## Records for this task
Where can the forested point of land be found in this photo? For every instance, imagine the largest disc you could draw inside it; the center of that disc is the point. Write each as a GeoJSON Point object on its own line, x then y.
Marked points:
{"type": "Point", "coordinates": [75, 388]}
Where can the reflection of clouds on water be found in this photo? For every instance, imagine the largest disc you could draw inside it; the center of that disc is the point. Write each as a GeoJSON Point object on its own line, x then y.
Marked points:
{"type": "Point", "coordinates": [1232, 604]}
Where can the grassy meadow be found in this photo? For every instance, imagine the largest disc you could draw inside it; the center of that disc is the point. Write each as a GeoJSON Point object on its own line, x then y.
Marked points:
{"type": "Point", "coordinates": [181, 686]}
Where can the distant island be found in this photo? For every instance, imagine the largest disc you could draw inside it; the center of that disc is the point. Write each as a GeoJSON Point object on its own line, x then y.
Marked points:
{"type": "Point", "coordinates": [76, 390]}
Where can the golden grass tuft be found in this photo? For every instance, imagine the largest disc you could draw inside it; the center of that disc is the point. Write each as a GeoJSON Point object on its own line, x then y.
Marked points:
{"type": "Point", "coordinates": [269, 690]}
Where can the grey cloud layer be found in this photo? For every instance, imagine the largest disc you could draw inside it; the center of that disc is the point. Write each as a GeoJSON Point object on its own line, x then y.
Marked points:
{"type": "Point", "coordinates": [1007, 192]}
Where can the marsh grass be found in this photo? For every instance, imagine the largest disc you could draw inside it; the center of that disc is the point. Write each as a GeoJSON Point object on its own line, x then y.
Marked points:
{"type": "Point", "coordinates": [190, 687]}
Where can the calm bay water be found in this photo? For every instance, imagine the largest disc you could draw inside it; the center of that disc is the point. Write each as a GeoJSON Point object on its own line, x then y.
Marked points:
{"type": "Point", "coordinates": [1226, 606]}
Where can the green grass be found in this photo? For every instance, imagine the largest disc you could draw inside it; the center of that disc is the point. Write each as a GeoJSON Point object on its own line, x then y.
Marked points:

## What is expected
A complete answer gives every line of the records holding "water".

## Answer section
Where can the reflection of clouds on water be found in this photo? For every instance, imagine the largest disc you could draw inside it; the center of that disc is the point. Write each as a GeoJSON Point object on its own line, x then y.
Where can the calm bay water be found in this photo? For every instance, imagine the largest disc you could draw inside it; the center of that disc is the point. Write each as a GeoJSON Point object on its own line, x then y.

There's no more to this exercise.